Document section:
· · ·

Both "Hungry Like the Wolf" and "Save a Prayer" were the result of collaborations between Rhodes and guitarist Andy Taylor; Rhodes began on synthesiser, which Taylor fashioned into guitar riffs. The latter commented, "When we wrote 'Hungry', I knew we had the album right." The band taped demos of "Save a Prayer" and "Lonely in Your Nightmare" at engineer Bob Lamb's home studio in Birmingham. The band used this material for reference during the proper sessions, particularly for the sequenced-based tracks "Save a Prayer" and "The Chauffeur".

Duran Duran continued promotional appearances and live performances throughout September and October 1981, including their first American tour. EMI wanted a new single, so the band returned to England and taped a new version of "My Own Way", boasting disco and American R&B-influenced production, with "Like an Angel" as the B-side. Released on 16 November 1981 in England only, the single spent 11 weeks on the chart, hitting number 14. Rhodes disliked the single-only release: "It was the only time we actually sat down and said, 'Ok, we've got to write a hit single now'." The band underwent the Careless Memories tour in December, featuring 17 sold-out dates, before taking a holiday break.

==Recording==
The recording sessions for Rio commenced in January 1982 at London's AIR Studios and lasted six to eight weeks. The members rented apartments in close vicinity to the studio during the duration of the sessions. Colin Thurston returned from the debut as producer and engineer. The band were excited to record at AIR, having previously demoed "Girls on Film" there in July 1980. Founded by former Beatles producer George Martin, the studio boasted high-tech equipment that Rhodes, in particular, was eager to experiment with. (Note: The band returned to AIR to record most of 1986's Notorious.) The keyboardist devoted time learning production techniques with Thurston and was purportedly the first to arrive and last to leave every day.

[Rio] was such a lovely, simple record to make. It wasn't massively overlaid with different tracks, or different edits. It was just literally as it was played.

· · ·

How to complete this task: Write out the entire passage on the making of Duran Duran's Rio, word for word.

· · ·

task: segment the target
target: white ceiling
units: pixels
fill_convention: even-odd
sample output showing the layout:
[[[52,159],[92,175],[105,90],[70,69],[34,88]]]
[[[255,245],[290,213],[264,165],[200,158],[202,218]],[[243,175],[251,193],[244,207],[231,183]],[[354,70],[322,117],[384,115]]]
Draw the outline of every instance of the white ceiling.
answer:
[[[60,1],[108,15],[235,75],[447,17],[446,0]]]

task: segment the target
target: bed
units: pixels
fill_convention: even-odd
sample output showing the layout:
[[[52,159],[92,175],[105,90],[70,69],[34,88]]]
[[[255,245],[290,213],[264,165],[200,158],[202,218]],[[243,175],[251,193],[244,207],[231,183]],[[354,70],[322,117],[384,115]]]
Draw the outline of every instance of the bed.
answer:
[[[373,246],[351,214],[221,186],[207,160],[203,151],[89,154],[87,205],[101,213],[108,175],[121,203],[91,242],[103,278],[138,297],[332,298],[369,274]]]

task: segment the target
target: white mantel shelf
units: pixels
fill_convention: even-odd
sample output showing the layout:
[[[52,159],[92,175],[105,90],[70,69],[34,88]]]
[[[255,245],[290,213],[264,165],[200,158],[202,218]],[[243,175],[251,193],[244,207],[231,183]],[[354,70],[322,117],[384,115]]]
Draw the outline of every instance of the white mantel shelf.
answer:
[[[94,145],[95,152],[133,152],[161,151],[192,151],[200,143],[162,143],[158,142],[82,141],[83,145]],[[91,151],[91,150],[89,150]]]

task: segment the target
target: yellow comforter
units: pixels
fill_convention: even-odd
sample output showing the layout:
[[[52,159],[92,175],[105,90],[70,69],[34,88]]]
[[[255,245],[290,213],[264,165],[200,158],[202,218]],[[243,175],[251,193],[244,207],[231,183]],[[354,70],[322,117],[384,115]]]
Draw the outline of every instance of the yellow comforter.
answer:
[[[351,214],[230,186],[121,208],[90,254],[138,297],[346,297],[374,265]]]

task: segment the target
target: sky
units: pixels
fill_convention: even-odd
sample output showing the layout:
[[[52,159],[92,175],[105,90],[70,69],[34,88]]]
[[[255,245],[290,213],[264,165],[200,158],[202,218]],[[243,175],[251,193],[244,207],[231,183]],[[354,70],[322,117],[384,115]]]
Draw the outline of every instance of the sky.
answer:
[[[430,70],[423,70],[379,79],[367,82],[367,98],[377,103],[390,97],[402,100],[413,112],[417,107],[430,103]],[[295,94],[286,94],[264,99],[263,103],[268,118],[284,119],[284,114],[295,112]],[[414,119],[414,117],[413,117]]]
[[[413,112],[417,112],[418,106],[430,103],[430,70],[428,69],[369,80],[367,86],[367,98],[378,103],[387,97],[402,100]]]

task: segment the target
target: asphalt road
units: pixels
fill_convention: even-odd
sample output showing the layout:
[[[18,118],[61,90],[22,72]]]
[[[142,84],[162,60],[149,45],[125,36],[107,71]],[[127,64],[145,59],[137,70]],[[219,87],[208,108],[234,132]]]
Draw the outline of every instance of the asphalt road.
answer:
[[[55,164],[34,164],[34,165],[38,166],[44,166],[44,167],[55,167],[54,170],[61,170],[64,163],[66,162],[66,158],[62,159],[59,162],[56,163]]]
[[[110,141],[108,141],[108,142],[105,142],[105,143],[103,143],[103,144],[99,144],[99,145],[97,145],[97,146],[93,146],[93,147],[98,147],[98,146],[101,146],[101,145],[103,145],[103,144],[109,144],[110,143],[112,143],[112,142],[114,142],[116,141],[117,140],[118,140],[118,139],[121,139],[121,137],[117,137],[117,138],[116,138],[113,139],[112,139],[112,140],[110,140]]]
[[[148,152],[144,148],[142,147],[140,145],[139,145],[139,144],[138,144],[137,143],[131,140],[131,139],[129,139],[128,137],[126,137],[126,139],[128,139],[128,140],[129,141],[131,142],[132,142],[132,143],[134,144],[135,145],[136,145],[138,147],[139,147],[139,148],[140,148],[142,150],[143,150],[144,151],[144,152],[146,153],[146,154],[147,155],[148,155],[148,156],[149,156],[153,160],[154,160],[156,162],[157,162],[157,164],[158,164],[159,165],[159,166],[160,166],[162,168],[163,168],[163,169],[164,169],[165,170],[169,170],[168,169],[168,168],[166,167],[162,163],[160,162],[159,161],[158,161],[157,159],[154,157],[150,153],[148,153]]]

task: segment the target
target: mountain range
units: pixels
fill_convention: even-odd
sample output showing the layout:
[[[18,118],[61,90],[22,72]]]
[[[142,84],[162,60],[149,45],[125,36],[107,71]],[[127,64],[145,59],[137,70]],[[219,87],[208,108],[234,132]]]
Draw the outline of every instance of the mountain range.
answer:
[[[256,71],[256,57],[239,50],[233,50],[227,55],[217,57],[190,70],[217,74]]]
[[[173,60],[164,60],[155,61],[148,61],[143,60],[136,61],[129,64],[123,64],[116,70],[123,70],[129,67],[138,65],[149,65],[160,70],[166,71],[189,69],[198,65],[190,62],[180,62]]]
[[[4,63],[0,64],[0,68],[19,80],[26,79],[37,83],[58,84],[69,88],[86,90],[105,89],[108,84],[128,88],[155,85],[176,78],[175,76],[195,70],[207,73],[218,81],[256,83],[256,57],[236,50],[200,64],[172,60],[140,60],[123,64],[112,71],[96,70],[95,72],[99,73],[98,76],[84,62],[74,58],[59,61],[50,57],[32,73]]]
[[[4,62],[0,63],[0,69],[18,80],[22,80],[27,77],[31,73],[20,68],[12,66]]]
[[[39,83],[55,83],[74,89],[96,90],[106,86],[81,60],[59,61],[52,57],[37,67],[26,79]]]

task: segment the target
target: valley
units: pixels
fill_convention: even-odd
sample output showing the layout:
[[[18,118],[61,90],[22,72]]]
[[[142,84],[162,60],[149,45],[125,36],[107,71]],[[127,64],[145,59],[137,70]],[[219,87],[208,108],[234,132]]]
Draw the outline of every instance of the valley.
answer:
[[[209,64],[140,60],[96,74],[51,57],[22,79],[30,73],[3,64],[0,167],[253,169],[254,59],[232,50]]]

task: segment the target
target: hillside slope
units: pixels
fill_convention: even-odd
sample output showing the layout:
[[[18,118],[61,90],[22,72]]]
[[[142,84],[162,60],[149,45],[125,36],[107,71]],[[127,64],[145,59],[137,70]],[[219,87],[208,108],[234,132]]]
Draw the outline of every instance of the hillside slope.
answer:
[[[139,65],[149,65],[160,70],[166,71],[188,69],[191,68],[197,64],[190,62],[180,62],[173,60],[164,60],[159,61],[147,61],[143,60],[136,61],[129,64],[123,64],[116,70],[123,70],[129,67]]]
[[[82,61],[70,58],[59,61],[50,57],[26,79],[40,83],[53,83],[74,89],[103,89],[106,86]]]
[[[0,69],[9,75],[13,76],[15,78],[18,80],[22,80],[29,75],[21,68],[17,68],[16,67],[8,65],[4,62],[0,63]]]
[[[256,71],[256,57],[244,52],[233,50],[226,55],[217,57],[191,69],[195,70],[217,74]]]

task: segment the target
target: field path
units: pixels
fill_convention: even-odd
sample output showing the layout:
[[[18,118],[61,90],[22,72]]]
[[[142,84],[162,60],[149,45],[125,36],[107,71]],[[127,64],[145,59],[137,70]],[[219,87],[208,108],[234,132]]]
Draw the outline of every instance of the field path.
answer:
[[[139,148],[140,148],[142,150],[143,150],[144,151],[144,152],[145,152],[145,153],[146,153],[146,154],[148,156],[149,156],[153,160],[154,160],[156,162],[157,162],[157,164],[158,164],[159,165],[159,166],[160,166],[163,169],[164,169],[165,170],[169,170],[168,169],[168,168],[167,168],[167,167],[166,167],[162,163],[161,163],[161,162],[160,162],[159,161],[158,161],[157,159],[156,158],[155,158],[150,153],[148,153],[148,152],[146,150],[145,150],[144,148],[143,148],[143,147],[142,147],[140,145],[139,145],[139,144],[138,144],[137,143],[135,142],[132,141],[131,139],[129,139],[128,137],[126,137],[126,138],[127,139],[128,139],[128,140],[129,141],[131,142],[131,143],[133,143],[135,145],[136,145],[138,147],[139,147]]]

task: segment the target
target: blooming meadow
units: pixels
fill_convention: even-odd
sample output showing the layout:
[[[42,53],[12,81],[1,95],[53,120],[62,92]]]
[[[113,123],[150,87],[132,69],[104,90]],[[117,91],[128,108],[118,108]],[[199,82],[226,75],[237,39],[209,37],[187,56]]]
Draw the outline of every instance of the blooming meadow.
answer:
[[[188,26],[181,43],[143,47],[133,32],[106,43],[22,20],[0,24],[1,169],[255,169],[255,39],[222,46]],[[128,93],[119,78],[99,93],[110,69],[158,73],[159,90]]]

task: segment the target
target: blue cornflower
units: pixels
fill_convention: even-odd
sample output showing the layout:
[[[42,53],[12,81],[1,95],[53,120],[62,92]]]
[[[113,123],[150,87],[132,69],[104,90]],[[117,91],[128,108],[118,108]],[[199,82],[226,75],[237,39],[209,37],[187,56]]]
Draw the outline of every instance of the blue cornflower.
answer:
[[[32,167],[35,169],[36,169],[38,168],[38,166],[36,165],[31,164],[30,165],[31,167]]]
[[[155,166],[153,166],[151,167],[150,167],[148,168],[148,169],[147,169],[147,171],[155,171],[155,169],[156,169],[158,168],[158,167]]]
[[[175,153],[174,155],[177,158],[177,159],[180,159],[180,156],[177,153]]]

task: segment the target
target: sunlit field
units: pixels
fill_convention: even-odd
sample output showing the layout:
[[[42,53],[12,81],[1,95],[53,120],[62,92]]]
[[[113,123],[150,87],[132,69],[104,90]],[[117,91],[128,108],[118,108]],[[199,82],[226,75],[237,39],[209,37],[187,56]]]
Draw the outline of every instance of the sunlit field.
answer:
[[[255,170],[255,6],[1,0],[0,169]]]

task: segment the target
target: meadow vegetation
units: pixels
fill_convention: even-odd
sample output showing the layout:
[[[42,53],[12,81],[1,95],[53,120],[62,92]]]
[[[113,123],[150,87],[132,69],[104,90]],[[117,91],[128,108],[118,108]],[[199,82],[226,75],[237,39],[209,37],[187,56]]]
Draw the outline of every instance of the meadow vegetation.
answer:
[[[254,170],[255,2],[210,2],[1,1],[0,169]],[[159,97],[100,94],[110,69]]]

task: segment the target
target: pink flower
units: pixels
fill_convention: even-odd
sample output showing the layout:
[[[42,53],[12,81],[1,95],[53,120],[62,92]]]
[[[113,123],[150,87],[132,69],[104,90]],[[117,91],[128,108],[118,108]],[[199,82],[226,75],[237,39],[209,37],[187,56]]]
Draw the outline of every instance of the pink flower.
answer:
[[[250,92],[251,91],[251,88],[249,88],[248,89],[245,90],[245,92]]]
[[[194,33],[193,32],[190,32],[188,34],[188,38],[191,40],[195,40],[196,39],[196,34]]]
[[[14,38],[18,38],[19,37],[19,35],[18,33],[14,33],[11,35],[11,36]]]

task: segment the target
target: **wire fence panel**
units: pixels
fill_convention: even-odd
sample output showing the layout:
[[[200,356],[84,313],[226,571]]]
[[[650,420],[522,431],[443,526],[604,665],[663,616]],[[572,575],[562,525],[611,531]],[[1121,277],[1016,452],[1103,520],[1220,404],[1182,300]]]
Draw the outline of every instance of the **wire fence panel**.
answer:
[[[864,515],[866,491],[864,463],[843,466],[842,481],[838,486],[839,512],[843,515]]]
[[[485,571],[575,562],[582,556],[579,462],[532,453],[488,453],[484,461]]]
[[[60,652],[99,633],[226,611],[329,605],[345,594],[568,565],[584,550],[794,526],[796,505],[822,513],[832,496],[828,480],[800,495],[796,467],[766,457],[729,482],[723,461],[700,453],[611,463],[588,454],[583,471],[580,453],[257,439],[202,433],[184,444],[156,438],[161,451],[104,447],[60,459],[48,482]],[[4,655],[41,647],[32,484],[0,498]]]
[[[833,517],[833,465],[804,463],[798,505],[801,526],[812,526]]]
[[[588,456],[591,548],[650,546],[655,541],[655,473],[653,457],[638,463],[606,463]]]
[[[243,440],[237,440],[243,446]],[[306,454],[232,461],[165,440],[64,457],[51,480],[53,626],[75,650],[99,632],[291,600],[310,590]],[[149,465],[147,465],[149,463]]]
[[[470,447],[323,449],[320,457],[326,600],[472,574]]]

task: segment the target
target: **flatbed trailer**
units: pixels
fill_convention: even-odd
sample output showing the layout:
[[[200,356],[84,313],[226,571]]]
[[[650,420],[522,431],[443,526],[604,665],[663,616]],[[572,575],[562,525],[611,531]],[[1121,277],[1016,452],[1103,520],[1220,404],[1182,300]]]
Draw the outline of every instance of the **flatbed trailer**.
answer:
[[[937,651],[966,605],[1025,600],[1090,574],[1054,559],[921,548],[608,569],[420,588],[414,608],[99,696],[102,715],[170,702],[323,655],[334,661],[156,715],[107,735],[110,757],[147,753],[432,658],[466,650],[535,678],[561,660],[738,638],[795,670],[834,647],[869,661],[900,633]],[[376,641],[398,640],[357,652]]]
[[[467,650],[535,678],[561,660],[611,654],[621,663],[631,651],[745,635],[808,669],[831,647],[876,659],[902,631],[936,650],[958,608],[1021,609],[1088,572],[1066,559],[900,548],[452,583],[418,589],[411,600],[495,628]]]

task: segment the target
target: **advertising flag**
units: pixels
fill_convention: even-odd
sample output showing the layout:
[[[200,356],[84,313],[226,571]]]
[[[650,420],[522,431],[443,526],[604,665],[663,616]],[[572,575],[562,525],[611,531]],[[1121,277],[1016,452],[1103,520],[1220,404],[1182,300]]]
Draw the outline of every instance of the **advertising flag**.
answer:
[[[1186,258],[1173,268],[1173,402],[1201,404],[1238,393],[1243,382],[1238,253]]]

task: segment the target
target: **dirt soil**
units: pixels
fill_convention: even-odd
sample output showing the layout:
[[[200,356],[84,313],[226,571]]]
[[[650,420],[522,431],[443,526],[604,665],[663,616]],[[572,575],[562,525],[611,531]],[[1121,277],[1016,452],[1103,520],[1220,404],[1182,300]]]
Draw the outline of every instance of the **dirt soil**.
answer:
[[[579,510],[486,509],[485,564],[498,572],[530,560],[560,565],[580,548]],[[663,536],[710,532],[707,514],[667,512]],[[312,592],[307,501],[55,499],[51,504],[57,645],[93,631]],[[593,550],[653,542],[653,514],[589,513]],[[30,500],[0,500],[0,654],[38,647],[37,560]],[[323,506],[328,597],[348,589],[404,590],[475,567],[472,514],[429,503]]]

· · ·

Exercise result:
Both "Hungry Like the Wolf" and "Save a Prayer" were the result of collaborations between Rhodes and guitarist Andy Taylor; Rhodes began on synthesiser, which Taylor fashioned into guitar riffs. The latter commented, "When we wrote 'Hungry', I knew we had the album right." The band taped demos of "Save a Prayer" and "Lonely in Your Nightmare" at engineer Bob Lamb's home studio in Birmingham. The band used this material for reference during the proper sessions, particularly for the sequenced-based tracks "Save a Prayer" and "The Chauffeur".

Duran Duran continued promotional appearances and live performances throughout September and October 1981, including their first American tour. EMI wanted a new single, so the band returned to England and taped a new version of "My Own Way", boasting disco and American R&B-influenced production, with "Like an Angel" as the B-side. Released on 16 November 1981 in England only, the single spent 11 weeks on the chart, hitting number 14. Rhodes disliked the single-only release: "It was the only time we actually sat down and said, 'Ok, we've got to write a hit single now'." The band underwent the Careless Memories tour in December, featuring 17 sold-out dates, before taking a holiday break.

==Recording==
The recording sessions for Rio commenced in January 1982 at London's AIR Studios and lasted six to eight weeks. The members rented apartments in close vicinity to the studio during the duration of the sessions. Colin Thurston returned from the debut as producer and engineer. The band were excited to record at AIR, having previously demoed "Girls on Film" there in July 1980. Founded by former Beatles producer George Martin, the studio boasted high-tech equipment that Rhodes, in particular, was eager to experiment with. (Note: The band returned to AIR to record most of 1986's Notorious.) The keyboardist devoted time learning production techniques with Thurston and was purportedly the first to arrive and last to leave every day.

[Rio] was such a lovely, simple record to make. It wasn't massively overlaid with different tracks, or different edits. It was just literally as it was played.